__Written exercise A__
Transcribe the passage on Woody Herman from "In the later" up to and including "another four decades.".
__Written exercise B__
Continue the text about Woody Herman, starting after its final sentence.

__Passage shown__
In the later 1930s, when swing bands ruled American pop, Woody Herman — born May 16, 1913 — ran a distant third to his rival bandleading clarinetists, Benny Goodman and Artie Shaw. But in the 1940s, when swing was on its way out, Herman put together his two greatest bands — his co-called First and Second Herds, among the great jazz orchestras period. And then, when big bands had really become dinosaurs, he kept his going another four decades.

As clarinetist, Herman’s timbre was drier than Goodman’s or Shaw’s, but his piping bent-note sound could really drive a band. Herman sang too, in an unassuming boy-next-door way, as if stepping in last-minute to replace the band’s real singer, who was stuck in traffic. He had to cultivate that casual air. In songwriter Isham Jones’s band in 1936, Herman sang “No Greater Love” like a ’20s crooner — through the nose, throwing himself at the lyric. Jones had been at it since 1920, and had his old-school mannerisms. But he also featured a lot of blues; “Blue Prelude” showed how much his men dug Duke Ellington.

__Given information__

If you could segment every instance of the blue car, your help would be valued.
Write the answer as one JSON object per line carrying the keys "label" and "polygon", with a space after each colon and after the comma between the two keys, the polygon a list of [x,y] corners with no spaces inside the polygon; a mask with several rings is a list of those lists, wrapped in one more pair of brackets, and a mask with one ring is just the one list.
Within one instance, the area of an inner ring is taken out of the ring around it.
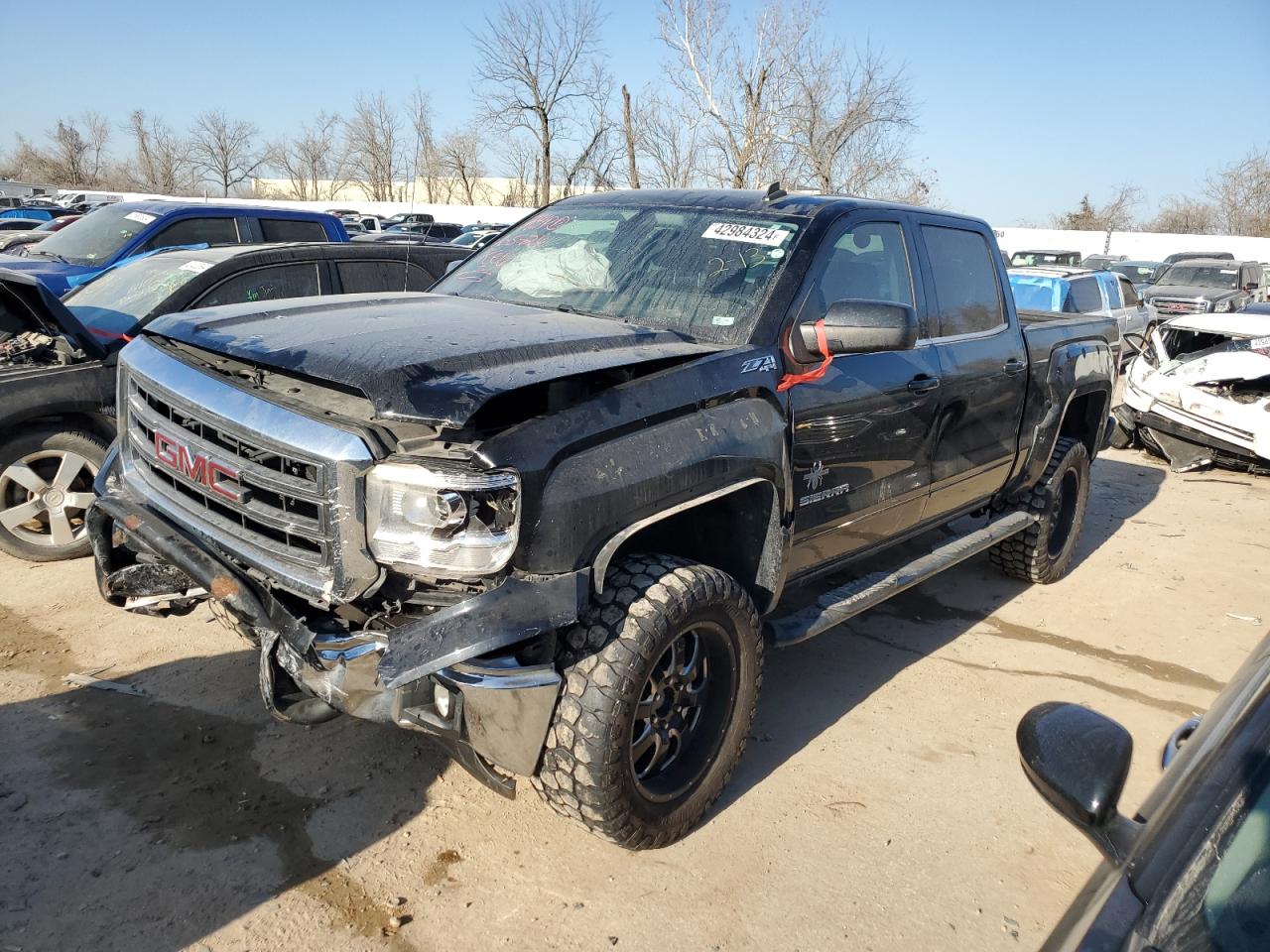
{"label": "blue car", "polygon": [[0,268],[37,278],[65,294],[130,258],[161,248],[348,241],[333,215],[292,208],[193,202],[118,202],[62,228],[25,254],[0,254]]}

__Written reply A__
In the later 1930s, when swing bands ruled American pop, Woody Herman — born May 16, 1913 — ran a distant third to his rival bandleading clarinetists, Benny Goodman and Artie Shaw. But in the 1940s, when swing was on its way out, Herman put together his two greatest bands — his co-called First and Second Herds, among the great jazz orchestras period. And then, when big bands had really become dinosaurs, he kept his going another four decades.

__Written reply B__
When Jones broke the band up in 1936, the jazzier members continued as a co-op fronted by Herman. They kept “Blue Prelude” as their first theme, and kept playing the blues. The ensemble drive (like Woody’s singing) quickly got modernized and streamlined. They played opposite Count Basie at New York’s Roseland. Basie said later, “The only band that ever cut my band was that Woody Herman band.”

Herman’s idol was Ellington, and even Duke was struck by how much Woody could sound like his own suave Johnny Hodges on alto sax. Hodges also showed Herman how to make an entrance; his breakthrough “Woodsheddin’ with Woody” just plays possum, swinging in a light Basie groove, until his clarinet barges in. The compilation Blues on Parade charts the band’s progress from 1937-42, albeit in scrambled order. The earliest item is a swinging update of Jelly Roll Morton’s “Doctor Jazz,” the latest an early Dizzy Gillespie chart with boppish touches, “Down Under.”

Dizzy said in his autobiography that when bebop hit in the early ’40s, all the bands wanted a bop number in the book, but only Herman’s caught the new rhythms without coaching: “All the trumpet players in that band wanted to sound like me.” He hired a couple of women musicians during the War, trumpeter Billie Rogers and vibraphonist Margie Hyams.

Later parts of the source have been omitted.